Welche Signale können wir unabhängig von unserem Geschlecht anwenden, um besser zu wirken?
Eine sympathische, asymmetrische Körpersprache, die viele mimische Signale zeigt, ist grundsätzlich enorm wichtig. Das muss man den Männern ins Stammbuch schreiben: Mehr Lächeln, die Augenbrauen öfter heben, schnellere Reaktionen zeigen, sich anderen mehr zuwenden. Und wenn man einen ganz wichtigen Inhalt transportieren möchte, hilft die N-N-Regel: Da drehe ich im ganz entscheidenden Moment, wenn ich etwas Wichtiges sage, zuerst die Nase und dann den Nabel zu der Person, mit der ich spreche. Dann sage ich, was ich sagen möchte und bleibe so lange in dieser Position, bis das Gegenüber eine Reaktion zeigt.
Wie sehr wirkt sich unsere Körpersprache auf unseren Karriereweg aus? Ob wir angestellt werden oder es ins Top-Management schaffen?

§ **BEREITGESTELLTES MATERIAL**:
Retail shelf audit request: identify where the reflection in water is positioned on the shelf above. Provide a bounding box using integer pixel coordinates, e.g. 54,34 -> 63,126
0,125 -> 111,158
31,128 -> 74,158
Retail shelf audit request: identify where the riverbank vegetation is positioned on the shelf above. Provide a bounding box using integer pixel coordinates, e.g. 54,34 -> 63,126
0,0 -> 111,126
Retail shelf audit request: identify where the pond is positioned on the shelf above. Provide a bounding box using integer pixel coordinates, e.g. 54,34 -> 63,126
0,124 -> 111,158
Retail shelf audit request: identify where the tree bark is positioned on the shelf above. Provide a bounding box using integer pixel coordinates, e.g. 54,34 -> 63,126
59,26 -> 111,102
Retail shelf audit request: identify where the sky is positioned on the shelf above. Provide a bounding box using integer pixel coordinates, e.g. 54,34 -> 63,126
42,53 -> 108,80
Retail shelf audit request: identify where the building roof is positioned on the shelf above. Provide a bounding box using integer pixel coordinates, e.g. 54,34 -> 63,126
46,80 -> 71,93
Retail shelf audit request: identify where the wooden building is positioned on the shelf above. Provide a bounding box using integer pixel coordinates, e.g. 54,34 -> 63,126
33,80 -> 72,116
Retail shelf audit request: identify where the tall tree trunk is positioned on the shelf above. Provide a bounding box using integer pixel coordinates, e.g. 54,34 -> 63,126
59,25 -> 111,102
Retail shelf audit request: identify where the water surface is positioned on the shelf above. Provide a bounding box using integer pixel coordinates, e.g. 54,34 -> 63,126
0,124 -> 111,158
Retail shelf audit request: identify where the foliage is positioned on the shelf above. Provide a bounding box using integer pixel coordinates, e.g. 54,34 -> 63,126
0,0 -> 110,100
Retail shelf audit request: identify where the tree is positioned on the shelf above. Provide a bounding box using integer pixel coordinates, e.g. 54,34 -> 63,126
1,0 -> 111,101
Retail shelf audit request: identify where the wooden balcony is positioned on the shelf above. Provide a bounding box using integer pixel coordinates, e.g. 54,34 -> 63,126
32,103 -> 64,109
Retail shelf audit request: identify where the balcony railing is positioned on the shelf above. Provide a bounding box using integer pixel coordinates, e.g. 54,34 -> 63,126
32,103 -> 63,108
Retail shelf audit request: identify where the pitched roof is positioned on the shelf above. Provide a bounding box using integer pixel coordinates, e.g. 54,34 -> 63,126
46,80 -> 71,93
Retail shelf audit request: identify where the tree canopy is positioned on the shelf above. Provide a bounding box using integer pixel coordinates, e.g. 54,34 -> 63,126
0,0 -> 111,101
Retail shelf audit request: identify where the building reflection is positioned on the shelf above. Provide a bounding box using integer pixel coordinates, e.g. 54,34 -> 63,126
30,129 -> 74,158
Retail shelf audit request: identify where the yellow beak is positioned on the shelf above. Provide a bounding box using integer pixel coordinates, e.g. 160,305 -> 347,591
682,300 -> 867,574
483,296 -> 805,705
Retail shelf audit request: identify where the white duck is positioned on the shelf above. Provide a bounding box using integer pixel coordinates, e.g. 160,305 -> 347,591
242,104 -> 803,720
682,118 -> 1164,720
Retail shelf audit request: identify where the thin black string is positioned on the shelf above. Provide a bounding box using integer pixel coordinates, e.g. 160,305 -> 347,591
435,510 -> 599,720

§ **AUFGABE 1**: Erkläre anhand des Auszugs zur Körpersprache, wozu die N-N-Regel dient und wie man bei ihr vorgeht. Antworte in ein bis drei Sätzen.
§ **AUFGABE 2**: Gib den Abschnitt des Auszugs zur Körpersprache von „Welche Signale können“ bis einschließlich „eine Reaktion zeigt.“ wortgetreu aus.
§ **AUFGABE 3**: Knüpfe an das Ende des Auszugs zur Körpersprache an und setze den Text fort.
Die Auflistung wird für die Bearbeitung nicht benötigt.

§ **LÖSUNG 1**: Die N-N-Regel hilft, wenn man einen ganz wichtigen Inhalt transportieren möchte. Man dreht im entscheidenden Moment zuerst die Nase und dann den Nabel zu der Person, mit der man spricht. Dann sagt man das Wichtige und bleibt in dieser Position, bis das Gegenüber eine Reaktion zeigt.

§ **LÖSUNG 2**:
Welche Signale können wir unabhängig von unserem Geschlecht anwenden, um besser zu wirken?
Eine sympathische, asymmetrische Körpersprache, die viele mimische Signale zeigt, ist grundsätzlich enorm wichtig. Das muss man den Männern ins Stammbuch schreiben: Mehr Lächeln, die Augenbrauen öfter heben, schnellere Reaktionen zeigen, sich anderen mehr zuwenden. Und wenn man einen ganz wichtigen Inhalt transportieren möchte, hilft die N-N-Regel: Da drehe ich im ganz entscheidenden Moment, wenn ich etwas Wichtiges sage, zuerst die Nase und dann den Nabel zu der Person, mit der ich spreche. Dann sage ich, was ich sagen möchte und bleibe so lange in dieser Position, bis das Gegenüber eine Reaktion zeigt.

§ **LÖSUNG 3**:
Je weiter man in der Hierarchie nach oben kommt, desto wichtiger ist die Körpersprache. Weil sie ein Signal gibt, was von einem zu erwarten ist – wie ein Versprechen. Nehmen wir Pamela Rendi-Wagner: Sie verspricht mit ihrer Körpersprache offensichtlich nicht genug Alpha-Qualitäten, anders als Giorgia Meloni in Italien. Sie ist auch eine Frau, kleidet sich weiblich, aber vermittelt dem Großteil der Italienerinnen und Italiener: Ich weiß, wo es langgeht.